## begin TEXT TO READ

Category Archives: Pentacostalism

Still Silent Voice

5998-011I have been hanging out with Christians over the weekend. Now, this isn’t unusual, I live in a heavy Christian area. Most of my family, co-workers, and acquaintances are all Christian – in one form or another. But over this past weekend, I was in a seminar about faith – and I was the only non-Christian there. My anxiety and privacy kept me from self-disclosing this, but I participated in some of the actions and hoped I brought a bit of a non-Christian paradigm. While I was there, I noticed something – that many of the ladies in this group experience god very similar to the ways I do. That particular way is through feeling or what I sometimes call, the heart.

For me, religion has always been about feeling, and not necessarily beliefs or knowledge. I am sure I took this from the way I was raised. I was brought up in a Pentecostal church, and several of the ideas stressed was a personal relationship with Jesus Christ, living life filled with the Holy Spirit, and following ones feelings over rationalization of the mind. This “still silent voice” in the heart was the ultimate authority on what was right and wrong. God gave us this tool in order to better communicate with Him, because no matter what we believe or intellectualize about the divine, we could never truly know God. So it is through feeling and the heart where we best can know His wishes, communicate with Him, and learn about Him.

I still believe this. When you are young, and you rebel over the many things your parents wanted you to be. However it seems to trace back when you get older. I will be hitting 40 in a few months, and I realize that my relationship with god has grown since I was a small boy, to the man I am today. But the basic belief that god loves me, and wants me to live fully is still here. Yes, it has waxed and waned with my particular paradigms occurring, but yet here I am. My beliefs are secondary – and I have believed lots of different things. It really isn’t important what I think about life after death, the nature of wrong and right, understanding who god is and what his or her name is. None of things things matter as much as that feeling of heart.

Is this a Christian concept? Most definitely, and I accept that. It is not a bad thing. Is it particularly something that previous believers in my faith practiced? It’s very doubtful. But it does make me who I am, and it fulfills a need that I have. It doesn’t make me any less Kemetic Orthodox than the next person, but I am aware that not everyone needs this or has this.

In closing, I would like to share a Pentecostal Altar call hymn:

“In the Savior’s brow;
His head with radiant glories crowned,
His lips with grace o’er flow,
His lips with grace o’er flow.

“No mortal can with Him compare,
Among the sons of men;
Fairer is He than all the fair,
Who fill the heav’nly train,
Who fill the heav’nly train.

“He saw me plunged in deep distress,
And flew to my relief;
For me He bore the shameful cross,
And carried all my grief,
And carried all my grief.

“To Him I owe my life and breath,
And all the joys I have;
He makes me triumph over death,
And saves me from the grave,
And saves me from the grave.”

## end TEXT TO READ

▶ **TO BE DONE**
Extend the blog post on experiencing god through the heart, picking up after its final line.

## begin SUPPLIED MATERIAL

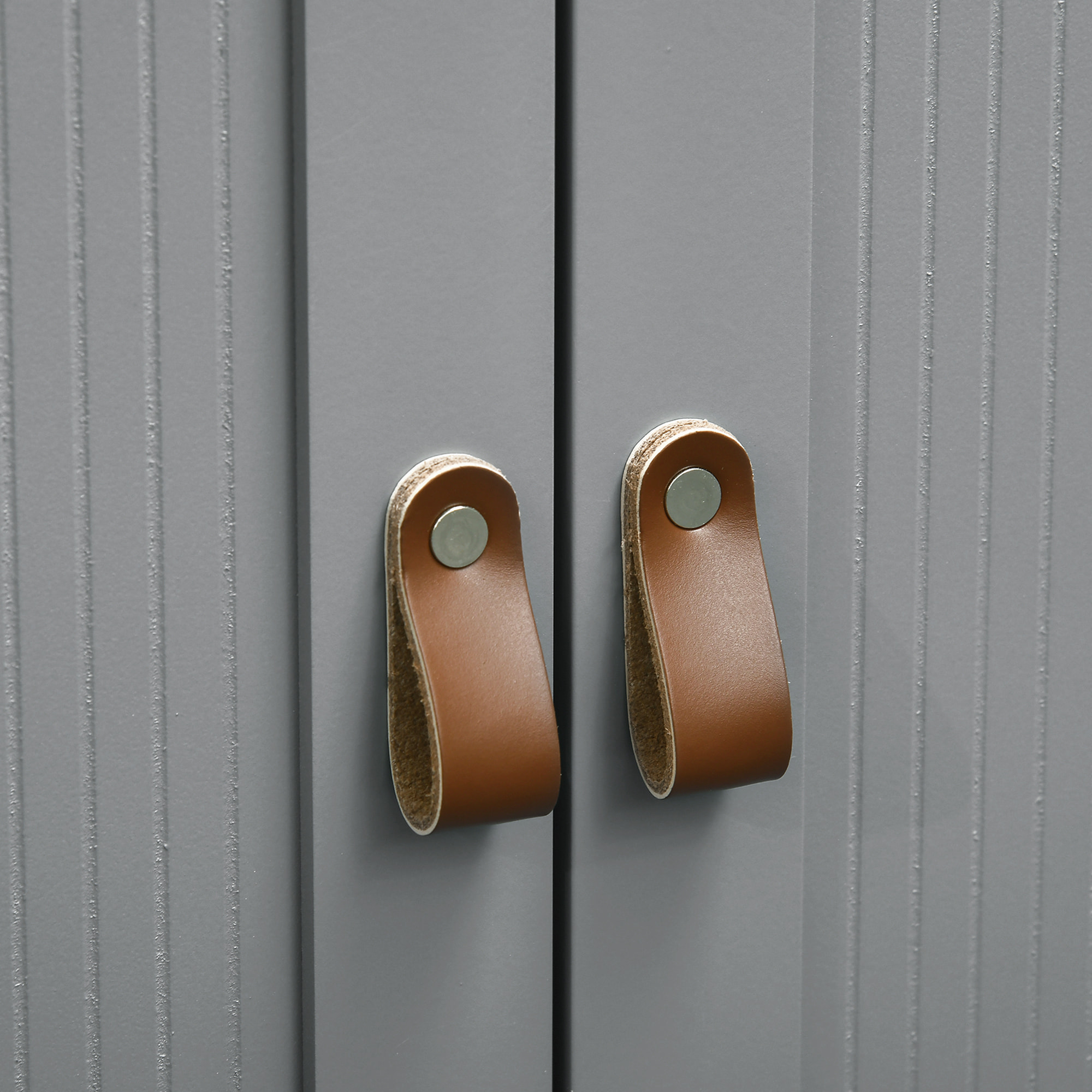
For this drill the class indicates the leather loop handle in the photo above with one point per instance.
(706, 678)
(471, 722)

## end SUPPLIED MATERIAL

▶ **EXERCISE RESULT**
Listen to that voice in your heart. Grab that feeling that grows. Know that that is god talking to you and he wants you to know that you are never alone.




(For simplicity, the masculine pronoun will be used to refer to god unless to specify the feminine aspects)

As I talked about earlier in this blog, I was raised in a Pentecostal church. I was taught from childhood that god loved me, and even further than that, He loved me unconditionally. I was taught god lived in my heart, knew my wants, and could destroy my sadness. No matter what I did, god would love me. When puberty occurred I started to have sexual feelings for the same sex. It did not feel wrong, it felt real. However as we well know, most Christian churches denounce homosexuality and state it is an abomination unto god. This means that my innate feelings of love were considered vile, shameful, and detestable to god. God hated me for this and I would burn in eternal hell for such feelings.

What happened to His unconditional love? I become a teenager and all of a sudden my church does a 180. God’s love isn’t as unconditional as I thought. He loves me, but only if I don’t do this. That then makes His love conditional.

So why do I bring this up in a blog called “Love?” Through the trials of my life I have discovered something wonderful. I know today, that god does love me unconditionally. I believe that. My mother and grandmother were right. Not only does He love me unconditionally, but He loves you unconditionally as well.

As I was returning this past week from Pantheacon in San Jose, I had a very profound meditation. As I looked out of the plane’s window and gazed over the mountains, Netjer spoke to me and asked me to carry out this message. Someone out there really needs this right now.

I know that god loves me. I feel it. I do not doubt it. He fills my heart with His love so completely and offers it without condition. His love is absolute.

Some of these beliefs may sound familiar. Am I just carrying them over from Christianity? I don’t know, but if I do carry them over then Christianity has given me a wonderful gift. It gave me a god who loves all His children unconditionally. He does not place sanctions or limits. The only one who does is me. Sometimes I use excuses, such as “How can god love someone like me?’ or “I am not good enough for god to love.”

He is always there for us, closer than you think. I do not need to invoke Him, draw Him down, or call out for Him to hear me. He is here in this very moment, as I type these words and as you read them. He resides in the invisible reaches of our soul, every moment of the day.

I know there are times when I disappoint Him, but He still loves me. Sometimes He wishes I would listen more, but He still loves me. The gods love me. Netjer loves me a poor small man filled with anxieties and fears. There is no greater gift than this love that is given.

So when you doubt, when you are filled with sorrow and tears, when you don’t think you can take another day, realize that the greatest friend and love you can ever know is right there with you. Always.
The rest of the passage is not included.